Work item A: In the interview, who ran the Queen Square concerts when the speaker was a registrar there?
Work item B: Go on with the interview from where it stops.

Text shown:
I know you are very interested in medical history, is there anyone in particular that you especially admire? 
Hughlings Jackson and William Gowers of course as they both trained at Moorfields and were pioneers in ophthalmoscopy from its discovery in 1859. A pity they didn’t work out papilloedema but that was left to Gordon Holmes who also had a wealth of experience in Ophthalmology and was on the staff of Moorfields. Hughlings Jackson was one of the first Presidents of the Ophthalmological Society of the UK. I also respect very highly David Cogan: everything he wrote is worth reading today. His strength was relying on personal observation in everything including pathology (as with Holmes and Gowers).

David Cogan

Can you tell me a bit more about the Queen Square Concerts that you help to organise? 
I took up the clarinet rather (too) late in life having enjoyed classical music since attending concerts in London from age 11. I started going with a school friend who eventually became a professional pianist and my biology teacher Ken Fudge (already mentioned) who was an amateur violinist. I came from a family that was not musical in the sense of the mechanics of the thing but my father was a talented crooner with a gentle baritone voice. I have a brother who is a rock musician, sisters, and children who are talented amateurs. I can remember when someone came to our house to demonstrate the “Dansette”, one of the first portable record players (to take to parties). I must have been 7 or 8 years old. We listened to some pop music and then he put on a classical LP – none of us could tell whether it was on the right speed or not. I have kept a steady interest in music and was delighted when I was a registrar here in discovering that the concerts existed. They were run then by Pauline Symon (Mrs Lyndsay Symon), who recently died. The June concert will be in part a tribute for her, as was the concert in 2017 for Anthony Wheatley. I have been involved in many of the concerts since around 1985, and for several years the Christmas event organised by the National Brain appeal in St George the Martyr. Please put the date of the next concert in your diary – June 28th in the Art Workers Guild. I organise a scratch orchestra – if anyone would be interested in playing please get in touch!


How has Queen Square changed over the years, and what does the place mean to you?

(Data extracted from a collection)
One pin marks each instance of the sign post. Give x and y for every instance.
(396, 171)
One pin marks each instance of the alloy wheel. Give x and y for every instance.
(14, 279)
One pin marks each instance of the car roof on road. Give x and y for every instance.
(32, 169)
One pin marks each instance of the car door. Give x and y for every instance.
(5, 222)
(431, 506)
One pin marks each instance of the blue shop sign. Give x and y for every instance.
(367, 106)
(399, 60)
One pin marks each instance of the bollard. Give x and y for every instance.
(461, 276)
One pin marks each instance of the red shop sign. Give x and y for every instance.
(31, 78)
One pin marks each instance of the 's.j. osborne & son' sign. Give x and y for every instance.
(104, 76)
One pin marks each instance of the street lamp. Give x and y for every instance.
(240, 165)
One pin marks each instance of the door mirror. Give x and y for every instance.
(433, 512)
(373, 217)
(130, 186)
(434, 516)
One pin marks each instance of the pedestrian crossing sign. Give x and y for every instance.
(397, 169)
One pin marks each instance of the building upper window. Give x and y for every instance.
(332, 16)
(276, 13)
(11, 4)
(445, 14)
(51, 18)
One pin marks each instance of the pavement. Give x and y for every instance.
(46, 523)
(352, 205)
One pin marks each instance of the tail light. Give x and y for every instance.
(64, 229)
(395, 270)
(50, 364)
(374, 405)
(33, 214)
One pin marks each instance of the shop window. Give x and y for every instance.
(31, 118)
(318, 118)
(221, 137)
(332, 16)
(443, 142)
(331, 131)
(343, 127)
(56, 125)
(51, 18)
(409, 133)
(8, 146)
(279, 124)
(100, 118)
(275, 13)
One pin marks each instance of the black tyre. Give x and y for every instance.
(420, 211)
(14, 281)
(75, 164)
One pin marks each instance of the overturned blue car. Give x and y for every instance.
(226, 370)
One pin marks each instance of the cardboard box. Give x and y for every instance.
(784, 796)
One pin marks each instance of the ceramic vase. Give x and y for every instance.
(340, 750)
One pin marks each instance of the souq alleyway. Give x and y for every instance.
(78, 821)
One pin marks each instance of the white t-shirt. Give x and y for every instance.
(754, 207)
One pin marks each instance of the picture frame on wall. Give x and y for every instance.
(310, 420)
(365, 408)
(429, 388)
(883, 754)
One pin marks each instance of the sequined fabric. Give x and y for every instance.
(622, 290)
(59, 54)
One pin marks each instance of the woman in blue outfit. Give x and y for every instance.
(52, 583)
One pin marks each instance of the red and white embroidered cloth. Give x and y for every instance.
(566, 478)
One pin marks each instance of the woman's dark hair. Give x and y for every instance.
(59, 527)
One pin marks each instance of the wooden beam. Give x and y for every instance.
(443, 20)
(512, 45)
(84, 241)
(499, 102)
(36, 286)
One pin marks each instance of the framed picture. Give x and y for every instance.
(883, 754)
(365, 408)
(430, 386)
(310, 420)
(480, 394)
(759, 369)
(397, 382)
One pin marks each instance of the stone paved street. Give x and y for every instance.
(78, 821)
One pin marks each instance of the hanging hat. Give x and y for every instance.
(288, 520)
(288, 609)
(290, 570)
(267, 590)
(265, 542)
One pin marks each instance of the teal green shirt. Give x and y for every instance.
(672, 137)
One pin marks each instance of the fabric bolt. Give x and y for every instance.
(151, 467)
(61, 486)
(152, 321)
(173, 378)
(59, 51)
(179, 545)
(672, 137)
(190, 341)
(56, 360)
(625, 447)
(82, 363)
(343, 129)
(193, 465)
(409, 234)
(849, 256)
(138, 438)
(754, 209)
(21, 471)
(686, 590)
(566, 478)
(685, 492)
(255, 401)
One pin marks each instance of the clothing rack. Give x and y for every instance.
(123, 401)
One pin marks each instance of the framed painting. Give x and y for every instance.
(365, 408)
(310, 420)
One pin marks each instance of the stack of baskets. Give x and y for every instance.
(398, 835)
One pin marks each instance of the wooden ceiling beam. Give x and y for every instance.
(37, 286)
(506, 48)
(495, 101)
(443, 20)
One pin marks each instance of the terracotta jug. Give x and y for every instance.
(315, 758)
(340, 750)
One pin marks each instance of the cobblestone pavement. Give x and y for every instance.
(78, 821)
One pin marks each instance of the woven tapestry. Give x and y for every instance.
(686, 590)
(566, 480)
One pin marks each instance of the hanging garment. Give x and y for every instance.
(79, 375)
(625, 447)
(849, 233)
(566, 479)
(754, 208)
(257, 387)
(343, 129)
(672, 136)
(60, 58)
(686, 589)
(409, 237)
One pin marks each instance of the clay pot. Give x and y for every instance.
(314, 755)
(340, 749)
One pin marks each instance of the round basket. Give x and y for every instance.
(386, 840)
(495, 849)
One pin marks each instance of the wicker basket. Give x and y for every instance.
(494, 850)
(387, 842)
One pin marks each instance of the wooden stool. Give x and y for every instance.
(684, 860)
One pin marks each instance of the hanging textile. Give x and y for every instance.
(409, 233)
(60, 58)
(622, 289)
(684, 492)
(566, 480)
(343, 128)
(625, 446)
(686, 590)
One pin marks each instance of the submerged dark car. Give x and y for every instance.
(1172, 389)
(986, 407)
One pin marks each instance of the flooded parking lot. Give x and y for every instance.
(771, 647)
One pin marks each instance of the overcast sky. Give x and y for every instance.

Response box A: Pauline Symon (Mrs Lyndsay Symon).

Response box B:
If I would advise anyone planning a life in medicine of one aspect, it is to expect change. I imagined that I would be like Chris Earl with two wards full of my own patients (apart from a few under Sir Roger Bannister and Roman Kocen – all three now passed). There was a team of two SHOs, one registrar and one senior registrar (who was never seen on the ward - sorry Andrew). Clerking patients took 4 hours including organising all the tests. Patients came in from all over the country. There was a wealth of clinical material from all aspects of Neurology and I still remember a large proportion of the patients. Twice a day we would go round the ward and refine history and examination. I wrote papers on paroxysmal dystonia from that period. The patient came from Liverpool. It was a hive of activity and education and we were a coordinated team. The two consultant ward rounds were highly productive and efficient with sister, other nurses and physiotherapists in the group. Now everything is fragmented and the day unit/outpatient management does not provide the opportunities for learning that we had. Patients now come in for a Lumbar Puncture with no one seeming to take any note of what the clinical problem is or undertaking a full clerking. Having one patient in each of half a dozen wards does not lend itself to interaction with the nursing and other teams here. I think joining with UCLH has been a great success but I enjoy St Thomas’ in part because we are more integrated with the medical teams. The advances in imaging, immunology, genetics etc that have taken place in my time have been tremendous. It has been a privilege to see so many disorders that were mysterious to us in the 1980’s being better understood. However, the lifting of every veil reveals another - yet more mysterious – demanding our attention – and there are generally more than seven.